__Source passage__:
Jackson, New Hampshire

Inn at Thorn Hill

The Inn at Thorn Hill, a luxury hotel and spa in the woods of northern New Hampshire, is nothing if not relaxing. Each of the suites and rooms of the main building has its own unique style and layout, but all feature two-person whirlpool bathtubs and gas fireplaces. Guests in need of more space and privacy may also choose from a pair of charming independent cottages, while a larger group may prefer the historic carriage house, adjacent to the main building, whose six rooms can accommodate up to twelve guests.

Tuddenham Mill

Tuddenham, England

Tuddenham Mill

A 17th-century mill house set on twelve acres of land in the Suffolk countryside finds new life as a hotel, one that combines timeless English country living with high-end contemporary boutique hospitality. This means, in the old mill house, modern double-sized freestanding tubs beneath ancient timbers, and in the newer rooms, clean contemporary Italian furnishings within rustic wooden structures. What it all revolves around, ultimately, is the award-winning restaurant, where chef Lee Bye serves modern British classics made from local, seasonal ingredients.

__What you will do__: Please write out the stretch of the hotel passage from "The Inn at Thorn" through "to twelve guests." again, switching "cottages" to "cabins". The entries after this point come from a different source.

__Dataset extract__:

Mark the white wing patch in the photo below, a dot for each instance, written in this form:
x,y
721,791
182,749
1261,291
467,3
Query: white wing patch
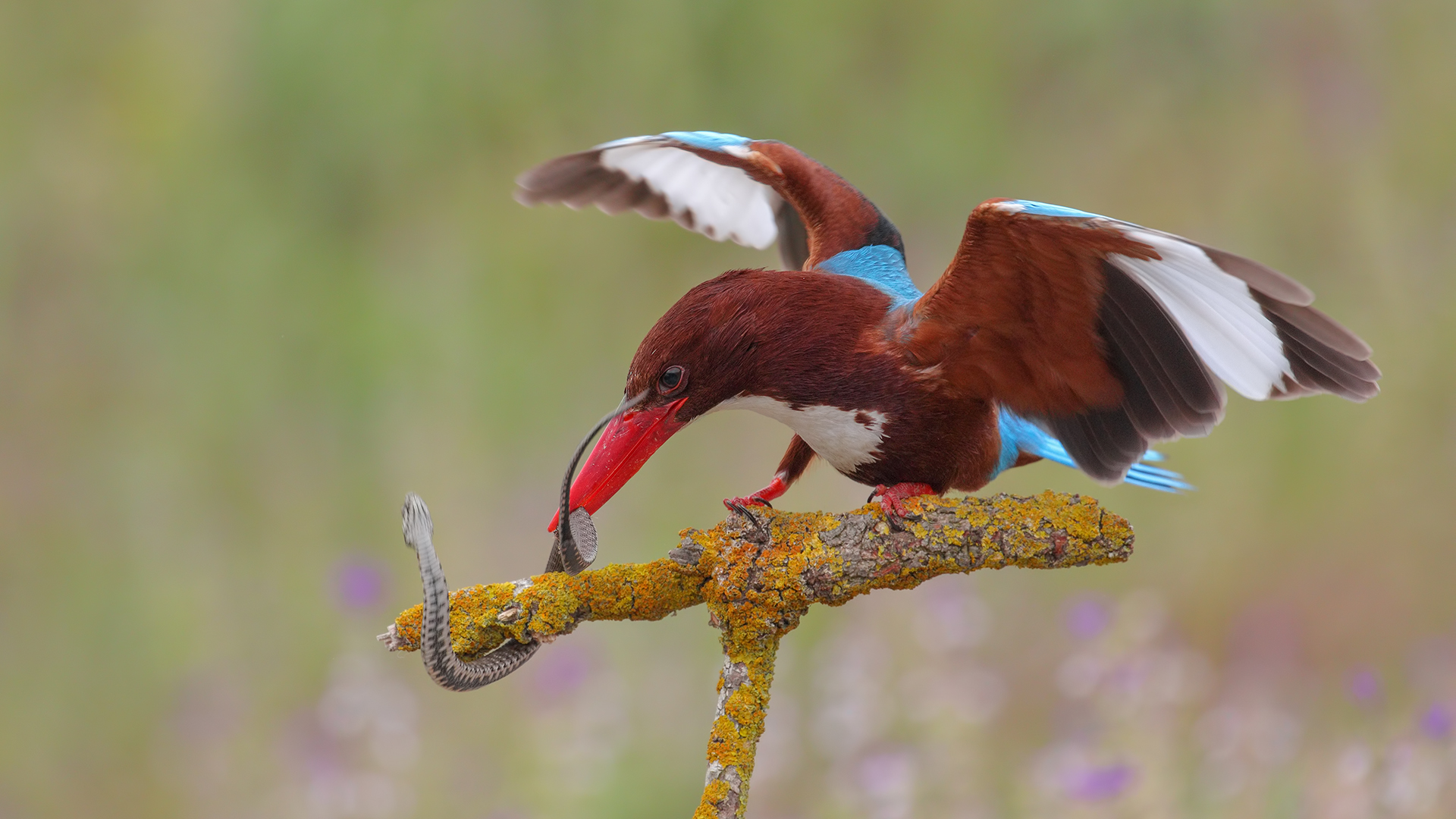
x,y
715,200
1216,311
845,438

__Task result__:
The Inn at Thorn Hill, a luxury hotel and spa in the woods of northern New Hampshire, is nothing if not relaxing. Each of the suites and rooms of the main building has its own unique style and layout, but all feature two-person whirlpool bathtubs and gas fireplaces. Guests in need of more space and privacy may also choose from a pair of charming independent cabins, while a larger group may prefer the historic carriage house, adjacent to the main building, whose six rooms can accommodate up to twelve guests.